→ TEXT PROVIDED
··········

A new clause inserted in the regulator’s Compliance Framework rulebook for 2012-13 states that Monitor can adjust an FT’s financial risk rating by “removing exceptional, one-off” income received during the year “where this materially distorts its underlying position”.

The flexibility could give the regulator the power to intervene sooner in financially weak trusts.

Monitor rates the financial risk exposure of foundation trusts from one to five based on a basket of measures including operating surpluses. If an FT’s rating drops below three, the regulator will consider “escalating” the trust - subjecting it to closer scrutiny, or directly intervening in its management.

Under the new clause, FTs will not be safe from escalation if the only thing keeping their risk rating above two is a one-off bailout, or an advance payment from their commissioners.

In a document published alongside the new rulebook, Monitor states that “by ‘normalising’ the income calculation, we can better reflect the underlying efficiency of a trust’s business and act earlier to address serious financial concerns”.

However, it adds that the “adjustment” will not be applied to all trusts’ accounts and be used at the regulator’s discretion. “As we are not able to capture the full extent of one-off funding given to trusts,” it states, “we will have to apply a level of subjectivity to assess whether the funding (when evident) is justified.”

It adds that “such an adjustment will be applied extremely rarely, and only in cases where removing the one-off income will confirm that a trust has problems with ongoing financial viability”.

Foundation Trust Network chief executive Sue Slipman said Monitor’s position could be problematic where a trust had received “transitional funding” for investments to ensure its longer-term sustainability. “I think our members would want us to argue that [this kind of funding] is allowable income for investment,” she said.

··········

→ EXERCISE SET
- 1) Reproduce the stretch of the article on Monitor's rulebook from "A new clause" through "in its management.", switching "regulator" to "watchdog".
- 2) Resume the article on Monitor's new rulebook clause from the point where it stops.

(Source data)
··········

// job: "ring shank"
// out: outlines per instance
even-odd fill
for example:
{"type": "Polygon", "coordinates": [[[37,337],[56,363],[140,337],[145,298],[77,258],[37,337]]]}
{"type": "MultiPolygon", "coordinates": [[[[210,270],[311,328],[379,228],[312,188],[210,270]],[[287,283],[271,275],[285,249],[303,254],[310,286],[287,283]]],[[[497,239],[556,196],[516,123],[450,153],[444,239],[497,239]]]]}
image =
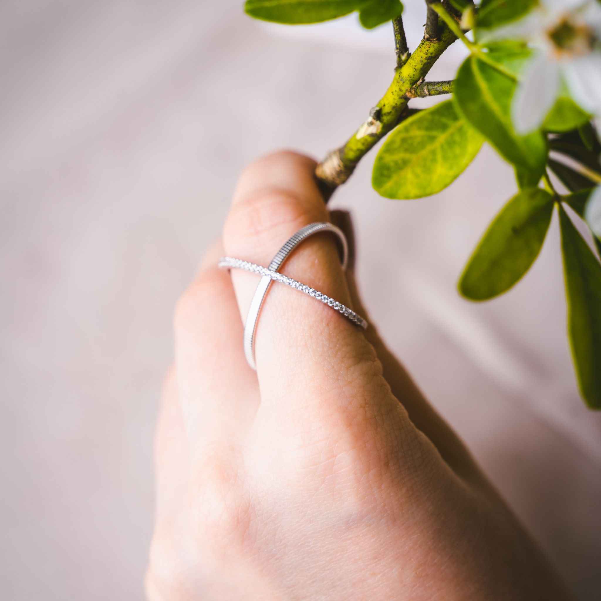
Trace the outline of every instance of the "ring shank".
{"type": "MultiPolygon", "coordinates": [[[[320,232],[330,232],[334,234],[340,243],[340,259],[343,269],[346,269],[349,257],[349,247],[346,237],[343,231],[335,225],[326,222],[316,222],[301,228],[293,236],[286,240],[275,256],[269,263],[268,269],[272,271],[279,271],[292,251],[307,238],[320,232]]],[[[267,290],[271,285],[272,278],[269,276],[262,276],[255,293],[251,301],[251,305],[246,315],[244,325],[244,354],[248,364],[254,370],[257,369],[255,362],[255,337],[257,333],[257,324],[259,314],[263,307],[267,290]]]]}

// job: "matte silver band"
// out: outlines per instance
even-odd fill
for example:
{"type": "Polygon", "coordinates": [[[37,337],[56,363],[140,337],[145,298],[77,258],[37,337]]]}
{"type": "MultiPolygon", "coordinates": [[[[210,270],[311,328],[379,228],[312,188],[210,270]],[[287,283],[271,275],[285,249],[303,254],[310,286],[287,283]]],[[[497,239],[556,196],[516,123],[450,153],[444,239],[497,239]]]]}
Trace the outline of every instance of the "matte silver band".
{"type": "MultiPolygon", "coordinates": [[[[289,278],[288,276],[284,275],[273,269],[269,269],[267,267],[258,265],[257,263],[251,263],[249,261],[243,261],[242,259],[236,259],[231,257],[222,257],[219,260],[219,266],[226,269],[244,269],[245,271],[249,271],[252,273],[258,273],[259,275],[263,276],[263,278],[268,279],[270,283],[272,280],[281,282],[282,284],[285,284],[286,285],[299,290],[300,292],[304,292],[305,294],[313,297],[313,298],[317,300],[320,300],[328,307],[332,307],[332,309],[338,311],[338,313],[343,315],[349,321],[352,322],[356,326],[359,326],[364,329],[367,328],[367,322],[363,317],[355,313],[352,309],[349,309],[349,307],[343,305],[342,303],[338,302],[327,294],[322,294],[319,290],[308,286],[306,284],[302,284],[292,278],[289,278]]],[[[253,350],[252,347],[251,347],[250,350],[252,353],[253,350]]],[[[245,347],[245,350],[246,350],[246,347],[245,347]]],[[[253,359],[253,362],[251,363],[250,361],[249,361],[249,365],[253,369],[255,369],[254,362],[254,357],[251,355],[250,358],[253,359]]],[[[248,355],[246,355],[246,359],[247,360],[249,359],[248,355]]]]}
{"type": "MultiPolygon", "coordinates": [[[[340,228],[337,227],[335,225],[332,225],[332,224],[326,223],[325,222],[318,222],[316,223],[310,224],[308,225],[306,225],[304,228],[299,230],[293,236],[291,236],[282,246],[281,248],[277,252],[275,256],[272,260],[271,262],[269,263],[267,270],[269,272],[272,272],[276,273],[279,271],[280,267],[284,264],[287,258],[290,255],[292,251],[300,244],[303,240],[307,240],[307,238],[313,236],[314,234],[319,233],[319,232],[331,232],[331,233],[335,234],[337,239],[340,243],[340,248],[341,251],[341,261],[342,263],[342,267],[343,269],[346,269],[347,260],[348,258],[349,249],[348,245],[346,242],[346,237],[345,237],[342,230],[340,228]]],[[[226,259],[229,260],[228,257],[226,257],[226,259]]],[[[222,260],[223,261],[224,260],[222,260]]],[[[236,261],[239,263],[244,263],[245,264],[255,266],[257,267],[260,267],[260,266],[257,266],[254,263],[248,263],[248,261],[242,261],[238,259],[232,259],[232,261],[236,261]]],[[[240,265],[236,264],[222,264],[222,262],[219,263],[220,266],[222,267],[235,267],[238,269],[247,269],[245,267],[240,267],[240,265]]],[[[261,269],[265,269],[265,267],[261,267],[261,269]]],[[[259,273],[256,269],[248,269],[247,270],[253,271],[254,273],[259,273]]],[[[271,285],[272,281],[275,278],[273,277],[271,275],[263,275],[261,277],[258,285],[257,286],[257,290],[255,291],[254,295],[252,297],[252,300],[251,302],[251,306],[248,310],[248,314],[246,316],[246,321],[245,323],[244,326],[244,354],[246,356],[246,361],[248,362],[248,364],[254,370],[256,369],[256,364],[255,362],[255,335],[257,331],[257,324],[258,320],[259,314],[261,312],[261,308],[263,306],[263,301],[265,300],[265,297],[267,294],[267,291],[271,285]]],[[[290,278],[287,278],[290,279],[290,278]]],[[[279,280],[281,281],[281,280],[279,280]]],[[[284,282],[284,283],[287,283],[284,282]]],[[[297,282],[300,284],[300,282],[297,282]]],[[[303,284],[300,284],[302,286],[303,284]]],[[[309,287],[305,287],[308,288],[309,287]]],[[[314,291],[317,293],[317,291],[314,291]]],[[[319,293],[320,296],[324,297],[326,299],[328,299],[328,297],[326,297],[325,295],[321,294],[319,293]]],[[[333,299],[329,299],[333,300],[333,299]]],[[[327,300],[324,302],[327,302],[327,300]]],[[[335,302],[335,301],[334,301],[335,302]]],[[[344,307],[347,309],[346,307],[344,307]]],[[[350,311],[350,310],[347,310],[350,311]]],[[[367,324],[365,327],[367,327],[367,324]]]]}

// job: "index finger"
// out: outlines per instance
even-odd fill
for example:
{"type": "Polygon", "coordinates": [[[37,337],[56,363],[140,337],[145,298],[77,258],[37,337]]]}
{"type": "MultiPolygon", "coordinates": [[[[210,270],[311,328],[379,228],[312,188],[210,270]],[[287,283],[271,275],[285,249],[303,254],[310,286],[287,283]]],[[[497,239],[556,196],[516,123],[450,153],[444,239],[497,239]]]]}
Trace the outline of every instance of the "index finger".
{"type": "MultiPolygon", "coordinates": [[[[291,152],[269,155],[242,174],[224,231],[228,255],[266,266],[299,228],[329,216],[314,179],[315,162],[291,152]]],[[[295,249],[282,271],[352,308],[335,239],[319,234],[295,249]]],[[[246,319],[258,283],[256,275],[234,270],[240,314],[246,319]]],[[[304,399],[366,379],[379,369],[362,331],[307,294],[275,282],[257,328],[255,358],[261,392],[281,399],[282,391],[304,399]]],[[[267,400],[267,402],[269,401],[267,400]]]]}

··········

→ RESPONSES BY TASK
- 1)
A new clause inserted in the watchdog’s Compliance Framework rulebook for 2012-13 states that Monitor can adjust an FT’s financial risk rating by “removing exceptional, one-off” income received during the year “where this materially distorts its underlying position”.

The flexibility could give the watchdog the power to intervene sooner in financially weak trusts.

Monitor rates the financial risk exposure of foundation trusts from one to five based on a basket of measures including operating surpluses. If an FT’s rating drops below three, the watchdog will consider “escalating” the trust - subjecting it to closer scrutiny, or directly intervening in its management.

- 2)
“The danger for Monitor is if it gets to be in the position of trying to second-guess the business plan,” she added. “Effectively these are commercial judgements about commissioning intentions. You can see all sorts of examples where that would be quite a difficult judgement [for the regulator] to make. We will be forced to probe Monitor on what it counts as evidence.”

A Monitor spokesman said the regulator had “reserved the power to consider ‘one off’ payments” against a trust’s operating surplus since 2005, and it had been included in the footnotes of “all our Compliance Frameworks since then”.

The 2012-13 Compliance Framework also changes the way the regulator tracks a trust’s cost of capital. In the past Monitor measured this by dividing operating profits by total capital employed. It will now track a ratio of operating profits after financing costs to total financing (debt, private finance initiatives and taxpayers’ investment).

James Wilson, managing director of Assista Consulting, said the change would go “a long way” towards helping “asset-light community trusts” seeking FT status to “present their figures in a more positive light”.